§ Assigned task:
Write out every record in full, keeping each character exactly as it is.
*** Begin section ***
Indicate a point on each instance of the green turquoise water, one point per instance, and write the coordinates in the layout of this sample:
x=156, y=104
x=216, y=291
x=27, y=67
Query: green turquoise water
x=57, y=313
*** End section ***
§ Response to the task:
Indicate a point on each instance of the green turquoise water, one point per instance, and write the coordinates in the layout of this sample:
x=156, y=104
x=216, y=291
x=27, y=67
Query: green turquoise water
x=57, y=313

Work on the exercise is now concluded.